Task set
- A) Answer each question from the passage on Solomon's temple:
(i) What structure did Solomon's temple replace?
(ii) Where was the stonework for the temple fashioned and fitted?
(iii) Which verse is cited for the phrase "temples of the Holy Spirit"?
- B) Rewrite the paragraph of the passage on Solomon's temple that begins "1 Kings 6 gives a very detailed account" in fewer words, keeping its main facts.

-- start Passage shown --

"...only blocks dressed at the quarry were used, and no hammer, chisel, or any other iron tool was heard at the temple site while it was being built." 1 Kings 6:7
1 Kings 6 gives a very detailed account of the temple Solomon built to replace the portable tabernacle which was constructed in the time of Moses. In 1 Chronicles 28:12, we read that God gave Solomon's father, David, "...the plans of all that the Spirit had put in his mind...". It was a divinely inspired piece of architecture, built for the express purpose of glorifying God. It was a holy place, meant to inspire awe and reverence in the hearts of all who entered in and drawing them nearer to their Creator.
Verse 7 is what inspired the page above. The stonework for the temple was fashioned and fitted at the quarries nearby, away from the building site. The work was done out of view and earshot so as not to detract from the holy focus of the temple.
God often does just that in the life of the Christ follower, fashioning our character out of the limelight. We are "temples of the Holy Spirit" (1 Corinthians 6:19), hammered, chiseled, and dressed in the "quarries of character". With every blow of His hammer and every strike of His chisel, we are made ready to be presented as the holy house of the Living God. And even then, the beauty of the structure is not found in it's materials but in the One who resides in it.

-- end Passage shown --
-- start Given entries --

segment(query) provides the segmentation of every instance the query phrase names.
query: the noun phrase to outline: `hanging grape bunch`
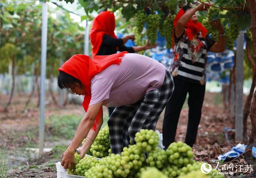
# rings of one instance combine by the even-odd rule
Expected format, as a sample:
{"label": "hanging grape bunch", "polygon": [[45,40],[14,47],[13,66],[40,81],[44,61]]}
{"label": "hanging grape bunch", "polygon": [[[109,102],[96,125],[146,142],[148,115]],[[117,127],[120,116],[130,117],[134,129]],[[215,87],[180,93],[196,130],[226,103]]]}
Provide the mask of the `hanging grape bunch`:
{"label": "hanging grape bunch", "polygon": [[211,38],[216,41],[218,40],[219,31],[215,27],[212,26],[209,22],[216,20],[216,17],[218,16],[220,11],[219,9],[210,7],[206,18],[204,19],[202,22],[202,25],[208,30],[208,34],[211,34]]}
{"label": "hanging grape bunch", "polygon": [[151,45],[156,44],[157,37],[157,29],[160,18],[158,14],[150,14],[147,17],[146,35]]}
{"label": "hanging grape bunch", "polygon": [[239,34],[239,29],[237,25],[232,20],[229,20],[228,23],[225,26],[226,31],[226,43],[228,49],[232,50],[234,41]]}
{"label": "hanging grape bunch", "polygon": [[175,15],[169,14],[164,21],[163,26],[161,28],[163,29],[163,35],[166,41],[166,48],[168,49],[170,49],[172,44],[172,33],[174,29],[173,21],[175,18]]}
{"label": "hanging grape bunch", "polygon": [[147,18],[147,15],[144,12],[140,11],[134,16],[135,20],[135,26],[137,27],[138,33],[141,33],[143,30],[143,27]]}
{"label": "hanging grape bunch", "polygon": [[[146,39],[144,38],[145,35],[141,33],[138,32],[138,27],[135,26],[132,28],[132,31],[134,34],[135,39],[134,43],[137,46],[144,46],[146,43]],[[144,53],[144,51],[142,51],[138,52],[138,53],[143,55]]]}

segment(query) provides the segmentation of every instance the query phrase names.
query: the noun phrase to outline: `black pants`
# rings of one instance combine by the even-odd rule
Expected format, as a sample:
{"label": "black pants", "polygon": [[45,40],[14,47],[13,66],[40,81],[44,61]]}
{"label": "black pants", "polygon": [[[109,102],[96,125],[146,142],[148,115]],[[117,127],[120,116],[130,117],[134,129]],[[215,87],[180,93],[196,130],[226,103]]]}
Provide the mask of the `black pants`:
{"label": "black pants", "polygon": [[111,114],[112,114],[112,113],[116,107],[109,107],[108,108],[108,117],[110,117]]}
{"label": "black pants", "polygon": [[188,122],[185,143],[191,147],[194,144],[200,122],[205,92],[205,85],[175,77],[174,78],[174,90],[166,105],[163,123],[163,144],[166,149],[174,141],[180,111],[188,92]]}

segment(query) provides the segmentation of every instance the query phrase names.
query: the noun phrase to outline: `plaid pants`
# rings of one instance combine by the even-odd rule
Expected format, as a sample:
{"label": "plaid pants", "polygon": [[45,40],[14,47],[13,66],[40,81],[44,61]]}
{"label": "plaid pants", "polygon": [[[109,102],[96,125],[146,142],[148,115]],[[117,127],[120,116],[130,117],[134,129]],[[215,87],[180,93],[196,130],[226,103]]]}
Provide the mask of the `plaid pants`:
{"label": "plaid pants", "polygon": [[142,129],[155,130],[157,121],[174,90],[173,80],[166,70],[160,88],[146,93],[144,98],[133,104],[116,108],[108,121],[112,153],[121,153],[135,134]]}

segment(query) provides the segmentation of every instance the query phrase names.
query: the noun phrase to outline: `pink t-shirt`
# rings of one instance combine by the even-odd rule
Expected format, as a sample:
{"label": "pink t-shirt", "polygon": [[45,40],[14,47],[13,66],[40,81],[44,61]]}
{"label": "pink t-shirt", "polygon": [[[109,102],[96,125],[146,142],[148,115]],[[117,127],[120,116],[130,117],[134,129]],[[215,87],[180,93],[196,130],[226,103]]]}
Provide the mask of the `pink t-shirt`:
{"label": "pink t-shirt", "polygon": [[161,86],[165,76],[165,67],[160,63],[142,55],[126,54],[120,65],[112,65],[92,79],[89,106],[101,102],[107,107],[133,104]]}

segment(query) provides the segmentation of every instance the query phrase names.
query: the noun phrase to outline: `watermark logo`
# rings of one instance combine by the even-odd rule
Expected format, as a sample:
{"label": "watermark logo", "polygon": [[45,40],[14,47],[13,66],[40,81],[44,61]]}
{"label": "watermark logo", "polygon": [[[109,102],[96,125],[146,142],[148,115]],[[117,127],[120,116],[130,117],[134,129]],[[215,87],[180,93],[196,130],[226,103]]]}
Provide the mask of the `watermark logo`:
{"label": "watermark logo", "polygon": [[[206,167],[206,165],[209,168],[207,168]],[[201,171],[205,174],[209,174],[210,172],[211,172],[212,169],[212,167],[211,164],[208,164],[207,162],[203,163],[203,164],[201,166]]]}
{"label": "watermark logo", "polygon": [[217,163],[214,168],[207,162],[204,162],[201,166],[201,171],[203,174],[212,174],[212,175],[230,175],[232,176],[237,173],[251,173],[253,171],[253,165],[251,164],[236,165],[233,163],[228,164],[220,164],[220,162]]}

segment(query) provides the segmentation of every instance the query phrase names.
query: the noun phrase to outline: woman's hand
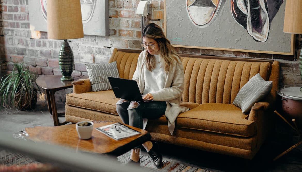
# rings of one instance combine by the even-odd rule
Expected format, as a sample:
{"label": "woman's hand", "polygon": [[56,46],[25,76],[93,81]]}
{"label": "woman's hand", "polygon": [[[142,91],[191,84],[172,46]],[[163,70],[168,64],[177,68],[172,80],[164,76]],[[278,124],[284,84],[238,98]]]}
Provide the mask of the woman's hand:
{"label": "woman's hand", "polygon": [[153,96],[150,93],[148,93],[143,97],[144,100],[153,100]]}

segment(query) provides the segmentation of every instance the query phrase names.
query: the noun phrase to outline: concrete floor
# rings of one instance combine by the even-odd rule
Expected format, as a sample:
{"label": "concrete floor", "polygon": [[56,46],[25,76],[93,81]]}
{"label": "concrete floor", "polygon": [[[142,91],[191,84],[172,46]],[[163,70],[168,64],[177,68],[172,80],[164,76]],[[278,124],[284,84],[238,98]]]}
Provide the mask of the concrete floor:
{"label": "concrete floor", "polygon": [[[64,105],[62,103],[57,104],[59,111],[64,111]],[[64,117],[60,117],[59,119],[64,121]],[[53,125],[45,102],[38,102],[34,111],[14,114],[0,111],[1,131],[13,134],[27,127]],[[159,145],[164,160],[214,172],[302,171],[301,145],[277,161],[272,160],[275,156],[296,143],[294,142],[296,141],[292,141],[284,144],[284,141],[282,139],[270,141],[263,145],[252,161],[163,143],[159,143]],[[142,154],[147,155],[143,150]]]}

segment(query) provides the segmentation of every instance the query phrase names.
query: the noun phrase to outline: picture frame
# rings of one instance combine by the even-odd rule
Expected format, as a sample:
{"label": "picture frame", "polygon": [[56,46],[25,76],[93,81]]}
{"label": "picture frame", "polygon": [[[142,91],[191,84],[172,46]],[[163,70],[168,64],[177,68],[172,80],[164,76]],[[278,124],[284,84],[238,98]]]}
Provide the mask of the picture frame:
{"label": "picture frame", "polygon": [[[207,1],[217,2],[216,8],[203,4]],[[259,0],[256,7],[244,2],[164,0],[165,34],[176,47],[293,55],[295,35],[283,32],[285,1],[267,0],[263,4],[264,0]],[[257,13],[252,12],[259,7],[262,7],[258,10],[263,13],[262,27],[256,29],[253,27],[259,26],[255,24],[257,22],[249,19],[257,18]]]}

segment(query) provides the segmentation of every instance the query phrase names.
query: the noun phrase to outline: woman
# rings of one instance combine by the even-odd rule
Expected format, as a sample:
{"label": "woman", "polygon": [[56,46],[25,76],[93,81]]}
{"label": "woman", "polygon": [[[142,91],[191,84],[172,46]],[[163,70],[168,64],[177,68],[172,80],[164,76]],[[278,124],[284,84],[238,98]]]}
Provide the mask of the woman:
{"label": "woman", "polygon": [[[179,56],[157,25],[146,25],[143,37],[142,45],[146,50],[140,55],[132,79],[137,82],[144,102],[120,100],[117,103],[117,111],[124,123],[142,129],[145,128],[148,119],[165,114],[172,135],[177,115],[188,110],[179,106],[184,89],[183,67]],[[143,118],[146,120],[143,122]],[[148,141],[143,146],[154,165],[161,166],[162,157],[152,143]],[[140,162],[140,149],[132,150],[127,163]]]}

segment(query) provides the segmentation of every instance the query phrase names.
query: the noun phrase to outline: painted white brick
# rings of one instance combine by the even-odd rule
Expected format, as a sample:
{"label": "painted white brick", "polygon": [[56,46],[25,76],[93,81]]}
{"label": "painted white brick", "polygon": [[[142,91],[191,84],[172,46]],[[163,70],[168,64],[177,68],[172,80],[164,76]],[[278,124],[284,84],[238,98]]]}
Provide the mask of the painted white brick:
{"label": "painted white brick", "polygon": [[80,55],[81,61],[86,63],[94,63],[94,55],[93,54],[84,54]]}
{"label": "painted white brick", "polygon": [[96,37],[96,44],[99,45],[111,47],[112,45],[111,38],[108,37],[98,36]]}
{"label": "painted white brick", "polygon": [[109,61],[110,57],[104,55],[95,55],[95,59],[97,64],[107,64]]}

-- end Given entries --
-- start Given entries --

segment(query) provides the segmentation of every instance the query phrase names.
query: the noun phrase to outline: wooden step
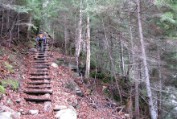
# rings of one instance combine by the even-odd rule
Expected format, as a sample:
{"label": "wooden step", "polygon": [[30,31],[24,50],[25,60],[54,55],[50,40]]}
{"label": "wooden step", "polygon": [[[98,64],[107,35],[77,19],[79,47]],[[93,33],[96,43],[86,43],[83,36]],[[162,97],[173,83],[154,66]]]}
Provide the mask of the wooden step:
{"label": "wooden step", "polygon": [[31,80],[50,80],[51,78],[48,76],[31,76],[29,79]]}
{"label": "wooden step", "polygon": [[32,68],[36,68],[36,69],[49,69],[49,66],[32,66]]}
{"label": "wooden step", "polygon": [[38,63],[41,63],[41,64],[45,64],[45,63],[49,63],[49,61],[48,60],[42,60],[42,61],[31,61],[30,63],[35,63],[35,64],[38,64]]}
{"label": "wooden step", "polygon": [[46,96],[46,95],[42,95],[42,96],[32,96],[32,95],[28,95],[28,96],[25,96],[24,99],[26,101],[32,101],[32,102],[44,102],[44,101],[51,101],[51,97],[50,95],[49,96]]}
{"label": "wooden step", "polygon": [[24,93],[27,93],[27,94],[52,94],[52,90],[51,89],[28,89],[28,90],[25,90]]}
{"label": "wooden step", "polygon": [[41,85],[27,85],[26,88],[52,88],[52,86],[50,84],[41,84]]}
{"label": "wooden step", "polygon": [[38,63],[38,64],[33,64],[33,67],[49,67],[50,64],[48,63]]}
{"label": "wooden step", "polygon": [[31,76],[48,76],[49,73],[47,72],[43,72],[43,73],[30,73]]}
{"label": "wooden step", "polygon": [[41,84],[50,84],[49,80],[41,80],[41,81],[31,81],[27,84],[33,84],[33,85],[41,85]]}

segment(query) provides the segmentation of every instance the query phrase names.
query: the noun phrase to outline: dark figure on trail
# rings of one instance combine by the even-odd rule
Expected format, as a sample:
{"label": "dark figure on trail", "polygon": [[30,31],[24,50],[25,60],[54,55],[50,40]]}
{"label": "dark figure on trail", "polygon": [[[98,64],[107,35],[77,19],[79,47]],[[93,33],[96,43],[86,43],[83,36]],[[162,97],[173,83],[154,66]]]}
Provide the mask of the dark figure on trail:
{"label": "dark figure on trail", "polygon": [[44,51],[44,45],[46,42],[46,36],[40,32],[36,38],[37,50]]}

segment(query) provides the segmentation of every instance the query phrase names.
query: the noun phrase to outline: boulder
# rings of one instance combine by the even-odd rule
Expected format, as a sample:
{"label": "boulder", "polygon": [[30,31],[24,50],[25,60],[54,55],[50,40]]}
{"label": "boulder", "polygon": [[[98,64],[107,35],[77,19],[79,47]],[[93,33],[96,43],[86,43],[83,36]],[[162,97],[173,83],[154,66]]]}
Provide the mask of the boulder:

-- end Given entries --

Task responses
- A)
(i) The portable tabernacle constructed in the time of Moses.
(ii) At the quarries nearby, away from the building site.
(iii) 1 Corinthians 6:19.

- B) 1 Kings 6 describes in detail the temple Solomon built to replace the portable tabernacle made in Moses's time. According to 1 Chronicles 28:12, God gave Solomon's father, David, the plans the Spirit had put in his mind. This divinely inspired building was made to glorify God. As a holy place, it was meant to inspire awe and reverence in all who entered and draw them nearer to their Creator.